**Records for the exercise**

===============

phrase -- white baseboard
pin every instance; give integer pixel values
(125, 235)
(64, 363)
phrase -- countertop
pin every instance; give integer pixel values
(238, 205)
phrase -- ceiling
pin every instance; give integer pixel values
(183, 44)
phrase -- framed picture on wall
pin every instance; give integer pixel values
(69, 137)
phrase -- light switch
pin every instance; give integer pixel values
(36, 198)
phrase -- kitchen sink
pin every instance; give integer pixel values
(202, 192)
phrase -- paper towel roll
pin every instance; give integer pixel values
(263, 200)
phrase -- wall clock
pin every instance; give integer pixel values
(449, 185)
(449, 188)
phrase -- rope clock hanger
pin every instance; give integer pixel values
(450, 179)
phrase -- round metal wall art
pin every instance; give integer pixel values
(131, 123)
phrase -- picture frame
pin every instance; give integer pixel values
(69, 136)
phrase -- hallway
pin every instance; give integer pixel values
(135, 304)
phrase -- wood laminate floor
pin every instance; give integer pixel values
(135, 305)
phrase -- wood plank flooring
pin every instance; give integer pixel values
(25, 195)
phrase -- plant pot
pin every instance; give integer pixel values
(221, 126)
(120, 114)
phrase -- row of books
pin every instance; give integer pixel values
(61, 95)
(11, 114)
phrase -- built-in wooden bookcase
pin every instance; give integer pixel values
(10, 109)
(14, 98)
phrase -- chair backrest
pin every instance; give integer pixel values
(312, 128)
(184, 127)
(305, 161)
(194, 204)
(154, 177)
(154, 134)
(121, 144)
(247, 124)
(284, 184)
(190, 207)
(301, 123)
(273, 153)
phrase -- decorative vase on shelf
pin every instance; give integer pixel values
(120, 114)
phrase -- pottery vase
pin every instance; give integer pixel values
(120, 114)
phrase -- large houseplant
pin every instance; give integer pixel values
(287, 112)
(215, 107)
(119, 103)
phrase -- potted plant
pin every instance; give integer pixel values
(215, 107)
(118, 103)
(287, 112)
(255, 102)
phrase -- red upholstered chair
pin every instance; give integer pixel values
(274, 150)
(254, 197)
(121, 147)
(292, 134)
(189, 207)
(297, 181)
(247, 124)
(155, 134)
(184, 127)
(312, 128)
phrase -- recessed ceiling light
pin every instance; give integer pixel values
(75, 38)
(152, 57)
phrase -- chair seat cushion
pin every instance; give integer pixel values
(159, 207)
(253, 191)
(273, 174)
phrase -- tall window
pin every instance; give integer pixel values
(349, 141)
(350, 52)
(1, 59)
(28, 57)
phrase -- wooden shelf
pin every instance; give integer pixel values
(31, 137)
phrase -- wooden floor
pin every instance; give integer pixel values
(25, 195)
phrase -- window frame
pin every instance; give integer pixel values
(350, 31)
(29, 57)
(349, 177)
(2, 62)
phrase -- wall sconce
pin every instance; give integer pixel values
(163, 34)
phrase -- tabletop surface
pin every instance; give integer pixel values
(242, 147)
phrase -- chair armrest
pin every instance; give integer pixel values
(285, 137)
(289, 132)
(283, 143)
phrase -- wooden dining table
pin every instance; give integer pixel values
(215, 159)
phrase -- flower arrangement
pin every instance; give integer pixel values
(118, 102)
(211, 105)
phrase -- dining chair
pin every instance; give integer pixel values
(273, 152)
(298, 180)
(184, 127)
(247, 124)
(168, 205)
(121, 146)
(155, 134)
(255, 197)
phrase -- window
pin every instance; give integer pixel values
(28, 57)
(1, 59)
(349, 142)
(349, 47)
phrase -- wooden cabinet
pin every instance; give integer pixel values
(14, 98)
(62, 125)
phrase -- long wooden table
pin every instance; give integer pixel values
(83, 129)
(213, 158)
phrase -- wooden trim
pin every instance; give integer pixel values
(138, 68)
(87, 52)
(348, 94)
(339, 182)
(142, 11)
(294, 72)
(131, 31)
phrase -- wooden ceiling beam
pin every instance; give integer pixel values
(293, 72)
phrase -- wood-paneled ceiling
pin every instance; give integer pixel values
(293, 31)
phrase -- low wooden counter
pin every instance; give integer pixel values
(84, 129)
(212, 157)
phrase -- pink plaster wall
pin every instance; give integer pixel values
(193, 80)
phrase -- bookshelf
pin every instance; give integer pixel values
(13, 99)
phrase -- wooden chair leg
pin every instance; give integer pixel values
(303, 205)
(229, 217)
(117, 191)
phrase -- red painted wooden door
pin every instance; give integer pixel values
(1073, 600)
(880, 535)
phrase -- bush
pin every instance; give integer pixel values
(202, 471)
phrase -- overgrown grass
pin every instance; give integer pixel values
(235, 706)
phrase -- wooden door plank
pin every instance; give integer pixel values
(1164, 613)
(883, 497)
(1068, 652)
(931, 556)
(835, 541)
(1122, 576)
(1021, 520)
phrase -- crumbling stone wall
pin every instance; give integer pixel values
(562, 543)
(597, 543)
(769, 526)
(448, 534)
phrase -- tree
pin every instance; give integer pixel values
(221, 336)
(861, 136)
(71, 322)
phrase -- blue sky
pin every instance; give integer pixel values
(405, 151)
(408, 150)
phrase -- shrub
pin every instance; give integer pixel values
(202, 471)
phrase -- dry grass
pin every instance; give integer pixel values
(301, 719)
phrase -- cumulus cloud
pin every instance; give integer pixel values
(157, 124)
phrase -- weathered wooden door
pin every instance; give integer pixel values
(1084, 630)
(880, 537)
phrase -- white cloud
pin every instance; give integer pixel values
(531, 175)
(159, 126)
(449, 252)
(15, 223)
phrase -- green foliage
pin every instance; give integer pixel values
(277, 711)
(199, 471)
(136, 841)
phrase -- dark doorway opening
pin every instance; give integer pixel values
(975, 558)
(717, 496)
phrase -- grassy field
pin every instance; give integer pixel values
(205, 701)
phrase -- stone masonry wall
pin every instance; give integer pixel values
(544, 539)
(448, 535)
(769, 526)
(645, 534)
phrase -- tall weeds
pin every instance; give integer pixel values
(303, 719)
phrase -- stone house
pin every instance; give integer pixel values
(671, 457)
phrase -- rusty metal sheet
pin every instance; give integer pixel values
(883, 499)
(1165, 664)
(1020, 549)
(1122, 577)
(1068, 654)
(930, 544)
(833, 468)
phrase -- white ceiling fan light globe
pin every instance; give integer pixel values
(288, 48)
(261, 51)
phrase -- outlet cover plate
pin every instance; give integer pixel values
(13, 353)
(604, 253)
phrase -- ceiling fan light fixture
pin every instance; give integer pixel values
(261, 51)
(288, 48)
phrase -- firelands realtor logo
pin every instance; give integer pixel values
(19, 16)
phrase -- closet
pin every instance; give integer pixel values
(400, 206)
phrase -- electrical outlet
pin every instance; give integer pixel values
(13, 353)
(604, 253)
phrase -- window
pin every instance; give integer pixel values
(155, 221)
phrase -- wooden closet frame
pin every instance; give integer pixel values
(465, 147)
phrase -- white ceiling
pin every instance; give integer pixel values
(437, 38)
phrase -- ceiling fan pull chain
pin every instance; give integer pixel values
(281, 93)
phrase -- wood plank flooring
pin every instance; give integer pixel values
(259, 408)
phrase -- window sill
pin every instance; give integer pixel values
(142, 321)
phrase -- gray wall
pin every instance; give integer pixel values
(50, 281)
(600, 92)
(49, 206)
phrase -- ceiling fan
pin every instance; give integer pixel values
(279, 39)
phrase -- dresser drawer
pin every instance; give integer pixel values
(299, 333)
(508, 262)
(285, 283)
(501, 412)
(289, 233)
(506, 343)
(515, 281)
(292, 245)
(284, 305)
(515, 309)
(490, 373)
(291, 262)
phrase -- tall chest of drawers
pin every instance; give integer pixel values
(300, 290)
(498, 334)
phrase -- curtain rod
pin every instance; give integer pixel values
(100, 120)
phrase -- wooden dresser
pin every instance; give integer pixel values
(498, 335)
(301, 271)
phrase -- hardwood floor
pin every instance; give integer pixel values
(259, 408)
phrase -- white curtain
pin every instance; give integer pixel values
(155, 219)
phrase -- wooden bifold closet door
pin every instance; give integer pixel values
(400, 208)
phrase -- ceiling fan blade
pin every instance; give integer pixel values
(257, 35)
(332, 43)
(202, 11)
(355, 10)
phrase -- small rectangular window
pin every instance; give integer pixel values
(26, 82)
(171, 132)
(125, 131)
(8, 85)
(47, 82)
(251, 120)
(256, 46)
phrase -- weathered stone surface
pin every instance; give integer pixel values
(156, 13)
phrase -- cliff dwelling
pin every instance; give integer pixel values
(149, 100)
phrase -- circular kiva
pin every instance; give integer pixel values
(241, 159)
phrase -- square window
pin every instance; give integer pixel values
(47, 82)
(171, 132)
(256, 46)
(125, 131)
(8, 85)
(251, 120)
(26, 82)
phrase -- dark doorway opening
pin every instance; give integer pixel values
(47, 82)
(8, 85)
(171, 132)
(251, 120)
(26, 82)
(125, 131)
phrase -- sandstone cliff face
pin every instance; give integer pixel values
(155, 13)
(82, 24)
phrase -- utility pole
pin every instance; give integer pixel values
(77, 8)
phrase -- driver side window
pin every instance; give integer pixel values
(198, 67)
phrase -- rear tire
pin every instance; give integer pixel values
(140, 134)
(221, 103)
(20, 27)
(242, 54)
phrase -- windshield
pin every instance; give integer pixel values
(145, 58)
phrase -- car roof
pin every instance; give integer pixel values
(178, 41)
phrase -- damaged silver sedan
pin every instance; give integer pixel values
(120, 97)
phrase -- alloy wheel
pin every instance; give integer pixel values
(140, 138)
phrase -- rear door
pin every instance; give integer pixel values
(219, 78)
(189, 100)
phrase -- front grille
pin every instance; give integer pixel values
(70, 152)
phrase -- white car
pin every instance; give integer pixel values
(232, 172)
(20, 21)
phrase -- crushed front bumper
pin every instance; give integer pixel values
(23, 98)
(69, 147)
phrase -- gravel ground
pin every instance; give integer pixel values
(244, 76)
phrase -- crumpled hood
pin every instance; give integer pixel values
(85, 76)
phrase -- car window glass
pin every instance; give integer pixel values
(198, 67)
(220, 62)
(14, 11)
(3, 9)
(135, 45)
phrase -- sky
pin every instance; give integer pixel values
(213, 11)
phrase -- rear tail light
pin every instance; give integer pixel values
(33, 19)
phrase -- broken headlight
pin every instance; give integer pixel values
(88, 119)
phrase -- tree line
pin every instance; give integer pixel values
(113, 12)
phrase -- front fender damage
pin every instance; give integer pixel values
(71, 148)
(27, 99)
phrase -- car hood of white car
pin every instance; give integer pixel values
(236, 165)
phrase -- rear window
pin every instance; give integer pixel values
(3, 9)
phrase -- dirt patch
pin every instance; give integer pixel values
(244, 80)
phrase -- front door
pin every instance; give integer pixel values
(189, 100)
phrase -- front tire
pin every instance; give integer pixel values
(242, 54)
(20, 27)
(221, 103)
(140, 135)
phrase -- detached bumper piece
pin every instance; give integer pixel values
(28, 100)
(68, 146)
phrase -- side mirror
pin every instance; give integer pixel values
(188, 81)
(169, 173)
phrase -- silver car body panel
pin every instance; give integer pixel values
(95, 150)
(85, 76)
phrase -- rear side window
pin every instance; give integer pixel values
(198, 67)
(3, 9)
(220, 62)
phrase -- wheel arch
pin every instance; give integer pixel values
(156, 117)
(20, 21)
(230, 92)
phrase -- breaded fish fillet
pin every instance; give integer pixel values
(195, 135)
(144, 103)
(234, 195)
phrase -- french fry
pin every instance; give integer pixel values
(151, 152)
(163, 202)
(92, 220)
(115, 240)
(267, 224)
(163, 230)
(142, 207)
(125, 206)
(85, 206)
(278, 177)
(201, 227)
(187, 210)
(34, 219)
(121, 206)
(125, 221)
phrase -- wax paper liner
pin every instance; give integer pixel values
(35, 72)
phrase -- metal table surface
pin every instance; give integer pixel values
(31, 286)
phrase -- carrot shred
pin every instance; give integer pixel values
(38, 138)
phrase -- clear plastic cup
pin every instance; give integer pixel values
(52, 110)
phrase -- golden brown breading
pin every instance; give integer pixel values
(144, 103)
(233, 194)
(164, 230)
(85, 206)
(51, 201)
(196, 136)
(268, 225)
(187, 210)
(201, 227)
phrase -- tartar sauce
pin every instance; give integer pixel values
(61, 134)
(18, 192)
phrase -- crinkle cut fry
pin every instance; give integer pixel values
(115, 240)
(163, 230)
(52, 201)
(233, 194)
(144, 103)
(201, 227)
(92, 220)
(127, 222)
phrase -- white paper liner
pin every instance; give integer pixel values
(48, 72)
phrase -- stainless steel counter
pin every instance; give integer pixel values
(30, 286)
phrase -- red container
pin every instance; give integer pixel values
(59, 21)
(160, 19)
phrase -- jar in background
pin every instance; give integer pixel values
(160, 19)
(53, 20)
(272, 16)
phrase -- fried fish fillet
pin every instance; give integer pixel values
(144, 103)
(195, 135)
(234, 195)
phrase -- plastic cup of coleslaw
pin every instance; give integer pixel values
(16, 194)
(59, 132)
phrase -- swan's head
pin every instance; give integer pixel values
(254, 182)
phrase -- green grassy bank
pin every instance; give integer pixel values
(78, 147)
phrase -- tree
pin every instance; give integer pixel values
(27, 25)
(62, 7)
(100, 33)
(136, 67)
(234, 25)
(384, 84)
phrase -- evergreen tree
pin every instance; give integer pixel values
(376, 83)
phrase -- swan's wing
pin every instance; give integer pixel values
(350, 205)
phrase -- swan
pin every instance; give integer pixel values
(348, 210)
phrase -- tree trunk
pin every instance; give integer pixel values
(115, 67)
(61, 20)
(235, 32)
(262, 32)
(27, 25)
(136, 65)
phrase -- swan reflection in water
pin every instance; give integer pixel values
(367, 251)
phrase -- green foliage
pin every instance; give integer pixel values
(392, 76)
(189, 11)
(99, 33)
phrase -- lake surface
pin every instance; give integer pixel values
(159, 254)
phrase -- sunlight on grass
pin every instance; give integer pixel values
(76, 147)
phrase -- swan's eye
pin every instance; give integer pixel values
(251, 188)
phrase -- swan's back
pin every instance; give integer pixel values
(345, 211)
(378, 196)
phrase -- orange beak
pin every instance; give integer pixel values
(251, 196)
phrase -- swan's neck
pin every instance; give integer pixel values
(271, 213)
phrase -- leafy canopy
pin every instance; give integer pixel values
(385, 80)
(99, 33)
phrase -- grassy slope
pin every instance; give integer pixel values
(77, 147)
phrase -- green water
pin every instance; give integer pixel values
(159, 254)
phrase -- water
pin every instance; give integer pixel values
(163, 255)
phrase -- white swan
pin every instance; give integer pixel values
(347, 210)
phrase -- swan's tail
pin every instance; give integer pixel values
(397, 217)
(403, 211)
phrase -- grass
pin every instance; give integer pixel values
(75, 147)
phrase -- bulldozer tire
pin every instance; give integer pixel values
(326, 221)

===============

**Exercise aim**
Would you quote everything above from the line containing "phrase -- crinkle cut fry" down to the line containing "phrase -- grassy slope"? Include both of those lines and nothing else.

**Exercise output**
phrase -- crinkle cut fry
pin every instance; give integer pixel values
(115, 240)
(163, 230)
(52, 201)
(233, 194)
(144, 103)
(201, 227)
(92, 220)
(127, 222)
phrase -- white paper liner
pin every instance; give integer pixel values
(48, 72)
phrase -- stainless steel counter
pin every instance; give integer pixel values
(30, 286)
phrase -- red container
pin every instance; give integer pixel values
(59, 21)
(160, 19)
phrase -- jar in background
pin every instance; give integer pixel values
(160, 19)
(53, 20)
(272, 16)
phrase -- fried fish fillet
pin every instance; give integer pixel values
(144, 103)
(195, 135)
(234, 195)
phrase -- plastic cup of coleslaw
pin every instance; give integer pixel values
(16, 194)
(59, 132)
phrase -- swan's head
pin every instance; give integer pixel values
(254, 182)
phrase -- green grassy bank
pin every instance; give integer pixel values
(78, 147)
phrase -- tree
pin every instance; give integer pixel values
(27, 25)
(62, 7)
(100, 33)
(136, 67)
(234, 25)
(384, 84)
phrase -- evergreen tree
pin every instance; give integer pixel values
(376, 83)
phrase -- swan's wing
pin every instance; give integer pixel values
(350, 205)
phrase -- swan
pin every instance; give integer pixel values
(348, 210)
phrase -- tree trunk
pin every instance; give integer pixel values
(115, 67)
(61, 20)
(235, 32)
(262, 32)
(27, 25)
(136, 65)
phrase -- swan reflection in water
pin every instance; give integer pixel values
(367, 251)
phrase -- green foliage
pin every instance; give integer pixel values
(392, 76)
(189, 11)
(99, 33)
phrase -- lake surface
pin every instance; give integer pixel values
(159, 254)
phrase -- sunlight on grass
pin every instance; give integer pixel values
(76, 147)
phrase -- swan's eye
pin every instance; give integer pixel values
(251, 188)
phrase -- swan's back
pin every instance; give integer pixel values
(345, 211)
(378, 196)
phrase -- orange beak
pin every instance; give integer pixel values
(251, 196)
phrase -- swan's neck
pin every instance; give integer pixel values
(271, 213)
phrase -- leafy canopy
pin every instance; give integer pixel values
(385, 80)
(99, 33)
phrase -- grassy slope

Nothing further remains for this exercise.